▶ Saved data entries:
• • • •

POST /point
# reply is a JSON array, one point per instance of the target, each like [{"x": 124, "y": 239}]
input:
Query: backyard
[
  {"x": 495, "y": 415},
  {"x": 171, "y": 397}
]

• • • •

▶ What is needed:
Search term "point": return each line of the data that contains it.

▶ Your solution:
POST /point
# reply is a JSON array, one point per instance of the target, each like [{"x": 124, "y": 239}]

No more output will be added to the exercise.